**Required work**
- 1) Answer these questions from the financial literacy excerpt.
(a) How does Nares (2009) describe financial literacy?
(b) What does the author believe financial illiteracy contributed much to?
(c) What does the presence of varieties of products in the market do to the situation?
- 2) Quote the stretch of the records from the line that contains "Scouting pass: put a marker on the deep" through the line that contains "[(210, 565)]", including both of those lines.

**Source excerpt**
Nares (2009) describes financial literacy as the ability to manage money, getting financial advice when required and making of informed financial decisions. He argues that anecdotal evidence reveals the Canadians as financial illiterate to a high level and as such poses a growing challenge for the government and consumers of financial services who wish to see the see the citizens prosper. The author believes that financial illiteracy contributed much to the global financial meltdown. The author writes down some basic facts which support the need for the generation of a better understanding of the significance of financial literacy. It is important, according to Nares (2009), that the fight against financial illiteracy goes beyond distribution of brochures (Nares 10).
Though the capacity to manage savings and credit is key to self sufficiency Nares (2009) argues that navigating with right information is often the challenge especially for the cases of those who are not able to afford financial advisors. This situation is made worse by the presence of varieties of products in the market. Nares (2009) continues to argue that financial illiteracy can lead one to a devastating situation whereby one is not able to live as expected and gives an example of the absence of an emergence fund which can likely lead to the compromise of the family future (Nares 10).

Location annotation dataset excerpts
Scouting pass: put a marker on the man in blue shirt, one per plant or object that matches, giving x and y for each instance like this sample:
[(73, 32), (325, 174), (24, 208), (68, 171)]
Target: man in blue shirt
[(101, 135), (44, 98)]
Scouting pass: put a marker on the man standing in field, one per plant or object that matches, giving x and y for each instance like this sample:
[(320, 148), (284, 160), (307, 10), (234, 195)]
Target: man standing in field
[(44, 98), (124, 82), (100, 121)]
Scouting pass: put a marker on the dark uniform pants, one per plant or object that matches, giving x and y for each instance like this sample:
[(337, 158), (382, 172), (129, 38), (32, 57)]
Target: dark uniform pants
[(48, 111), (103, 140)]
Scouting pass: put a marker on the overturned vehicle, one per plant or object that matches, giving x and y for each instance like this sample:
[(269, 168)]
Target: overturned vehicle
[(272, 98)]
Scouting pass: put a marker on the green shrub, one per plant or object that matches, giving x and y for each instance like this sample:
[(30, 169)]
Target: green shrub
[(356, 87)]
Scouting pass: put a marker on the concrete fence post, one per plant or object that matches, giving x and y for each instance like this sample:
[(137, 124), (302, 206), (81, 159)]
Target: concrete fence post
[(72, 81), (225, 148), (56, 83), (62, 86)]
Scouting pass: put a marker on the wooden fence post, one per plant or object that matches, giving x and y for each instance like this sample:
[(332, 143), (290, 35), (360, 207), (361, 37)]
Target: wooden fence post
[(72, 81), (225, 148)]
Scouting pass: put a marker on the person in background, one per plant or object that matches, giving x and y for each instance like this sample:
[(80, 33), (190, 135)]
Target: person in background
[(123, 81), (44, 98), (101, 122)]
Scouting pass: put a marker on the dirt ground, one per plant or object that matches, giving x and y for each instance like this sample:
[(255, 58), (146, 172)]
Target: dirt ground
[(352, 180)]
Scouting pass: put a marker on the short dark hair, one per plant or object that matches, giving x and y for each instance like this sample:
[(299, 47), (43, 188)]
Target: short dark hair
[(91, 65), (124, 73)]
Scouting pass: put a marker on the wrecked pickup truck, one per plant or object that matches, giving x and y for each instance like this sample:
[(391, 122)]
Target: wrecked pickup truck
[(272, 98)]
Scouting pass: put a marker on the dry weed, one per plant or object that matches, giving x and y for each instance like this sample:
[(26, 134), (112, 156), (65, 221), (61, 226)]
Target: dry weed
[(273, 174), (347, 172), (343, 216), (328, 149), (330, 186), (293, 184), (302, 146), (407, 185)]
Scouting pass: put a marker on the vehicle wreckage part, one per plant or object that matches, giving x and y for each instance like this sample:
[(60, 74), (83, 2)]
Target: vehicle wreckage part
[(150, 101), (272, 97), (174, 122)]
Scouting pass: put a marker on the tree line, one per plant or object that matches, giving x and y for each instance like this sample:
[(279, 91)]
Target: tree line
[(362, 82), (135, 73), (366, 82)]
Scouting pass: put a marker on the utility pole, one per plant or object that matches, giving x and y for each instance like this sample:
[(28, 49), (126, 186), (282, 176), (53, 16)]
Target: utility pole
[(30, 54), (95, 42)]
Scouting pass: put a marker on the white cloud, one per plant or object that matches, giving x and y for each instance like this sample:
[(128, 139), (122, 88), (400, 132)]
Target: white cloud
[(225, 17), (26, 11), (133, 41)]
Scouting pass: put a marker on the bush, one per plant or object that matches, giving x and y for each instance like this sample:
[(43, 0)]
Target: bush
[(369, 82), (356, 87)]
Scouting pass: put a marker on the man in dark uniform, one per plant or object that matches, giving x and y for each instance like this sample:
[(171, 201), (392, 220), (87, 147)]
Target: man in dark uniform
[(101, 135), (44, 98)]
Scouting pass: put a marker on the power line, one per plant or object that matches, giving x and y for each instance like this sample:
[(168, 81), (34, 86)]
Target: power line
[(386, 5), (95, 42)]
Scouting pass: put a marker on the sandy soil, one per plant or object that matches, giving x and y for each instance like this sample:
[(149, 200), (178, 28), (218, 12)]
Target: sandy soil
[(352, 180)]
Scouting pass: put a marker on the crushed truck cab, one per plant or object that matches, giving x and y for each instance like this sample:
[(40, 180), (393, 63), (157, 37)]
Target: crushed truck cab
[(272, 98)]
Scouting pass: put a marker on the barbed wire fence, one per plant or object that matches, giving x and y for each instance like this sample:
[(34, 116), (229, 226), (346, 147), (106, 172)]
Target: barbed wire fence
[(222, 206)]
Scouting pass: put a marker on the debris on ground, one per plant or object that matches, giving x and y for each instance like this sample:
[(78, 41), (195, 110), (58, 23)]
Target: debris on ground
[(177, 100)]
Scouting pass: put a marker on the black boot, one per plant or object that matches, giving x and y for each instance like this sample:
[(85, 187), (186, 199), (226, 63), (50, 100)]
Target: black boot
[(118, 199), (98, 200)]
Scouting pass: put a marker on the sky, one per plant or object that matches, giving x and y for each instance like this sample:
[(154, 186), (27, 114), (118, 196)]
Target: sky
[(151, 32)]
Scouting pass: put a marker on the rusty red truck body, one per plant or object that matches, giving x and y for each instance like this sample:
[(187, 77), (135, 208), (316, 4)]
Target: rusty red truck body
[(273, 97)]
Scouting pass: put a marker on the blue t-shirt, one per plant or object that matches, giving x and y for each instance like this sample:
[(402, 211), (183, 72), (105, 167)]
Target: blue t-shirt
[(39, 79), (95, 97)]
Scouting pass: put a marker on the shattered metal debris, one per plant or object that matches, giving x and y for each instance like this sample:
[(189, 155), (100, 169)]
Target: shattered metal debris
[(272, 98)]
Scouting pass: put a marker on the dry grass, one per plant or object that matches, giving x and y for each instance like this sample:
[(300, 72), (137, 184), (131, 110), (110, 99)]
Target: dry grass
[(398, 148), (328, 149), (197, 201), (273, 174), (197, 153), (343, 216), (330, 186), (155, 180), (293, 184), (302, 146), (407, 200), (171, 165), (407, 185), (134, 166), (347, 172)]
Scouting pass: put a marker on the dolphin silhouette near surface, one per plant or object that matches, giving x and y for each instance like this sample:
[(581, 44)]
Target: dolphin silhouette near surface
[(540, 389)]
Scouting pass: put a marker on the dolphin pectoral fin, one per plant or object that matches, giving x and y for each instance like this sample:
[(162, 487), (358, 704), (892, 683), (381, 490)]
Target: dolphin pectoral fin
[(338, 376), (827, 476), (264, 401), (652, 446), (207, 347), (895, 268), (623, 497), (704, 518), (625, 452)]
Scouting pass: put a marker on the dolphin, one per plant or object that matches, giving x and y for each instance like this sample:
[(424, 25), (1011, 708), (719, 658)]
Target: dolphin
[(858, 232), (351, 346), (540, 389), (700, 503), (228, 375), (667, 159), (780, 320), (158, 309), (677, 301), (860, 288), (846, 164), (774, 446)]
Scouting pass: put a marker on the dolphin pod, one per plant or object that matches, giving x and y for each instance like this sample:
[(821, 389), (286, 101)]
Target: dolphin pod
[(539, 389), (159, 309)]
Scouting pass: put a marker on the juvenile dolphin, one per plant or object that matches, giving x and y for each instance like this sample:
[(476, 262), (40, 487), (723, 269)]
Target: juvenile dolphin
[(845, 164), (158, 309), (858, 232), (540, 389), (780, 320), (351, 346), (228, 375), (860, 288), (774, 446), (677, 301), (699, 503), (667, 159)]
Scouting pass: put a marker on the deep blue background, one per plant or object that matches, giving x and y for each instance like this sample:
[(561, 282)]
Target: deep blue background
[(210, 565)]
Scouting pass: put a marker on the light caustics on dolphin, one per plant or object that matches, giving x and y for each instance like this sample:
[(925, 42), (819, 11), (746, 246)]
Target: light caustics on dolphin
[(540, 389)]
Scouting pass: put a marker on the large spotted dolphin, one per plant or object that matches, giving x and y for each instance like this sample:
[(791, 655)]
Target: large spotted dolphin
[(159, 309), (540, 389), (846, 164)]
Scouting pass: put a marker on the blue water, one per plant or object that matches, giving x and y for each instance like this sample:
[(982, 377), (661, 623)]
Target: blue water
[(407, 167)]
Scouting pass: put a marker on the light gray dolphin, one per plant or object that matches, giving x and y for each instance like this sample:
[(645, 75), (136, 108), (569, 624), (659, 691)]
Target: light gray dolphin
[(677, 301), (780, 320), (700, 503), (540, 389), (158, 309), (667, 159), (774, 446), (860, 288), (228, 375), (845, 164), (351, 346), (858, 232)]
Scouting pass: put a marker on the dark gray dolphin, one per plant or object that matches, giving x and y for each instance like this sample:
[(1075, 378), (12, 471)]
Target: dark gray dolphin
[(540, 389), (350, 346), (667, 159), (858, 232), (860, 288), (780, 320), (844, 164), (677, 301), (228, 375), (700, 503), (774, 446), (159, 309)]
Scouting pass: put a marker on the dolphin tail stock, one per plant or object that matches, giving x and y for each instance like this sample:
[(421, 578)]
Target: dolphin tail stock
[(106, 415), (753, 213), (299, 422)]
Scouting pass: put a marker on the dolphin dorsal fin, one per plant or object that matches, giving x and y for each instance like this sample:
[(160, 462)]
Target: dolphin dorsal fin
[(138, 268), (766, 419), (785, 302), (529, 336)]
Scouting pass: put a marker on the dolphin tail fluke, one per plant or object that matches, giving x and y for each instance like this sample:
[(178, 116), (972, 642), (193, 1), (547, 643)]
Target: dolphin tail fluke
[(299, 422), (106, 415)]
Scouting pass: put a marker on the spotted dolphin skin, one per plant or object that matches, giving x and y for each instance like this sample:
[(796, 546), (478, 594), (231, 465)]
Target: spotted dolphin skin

**Solutions to each task**
- 1)
(a) As the ability to manage money, getting financial advice when required and making informed financial decisions.
(b) The global financial meltdown.
(c) It makes the situation worse.

- 2)
Scouting pass: put a marker on the deep blue background, one per plant or object that matches, giving x and y for each instance like this sample:
[(561, 282)]
Target: deep blue background
[(210, 565)]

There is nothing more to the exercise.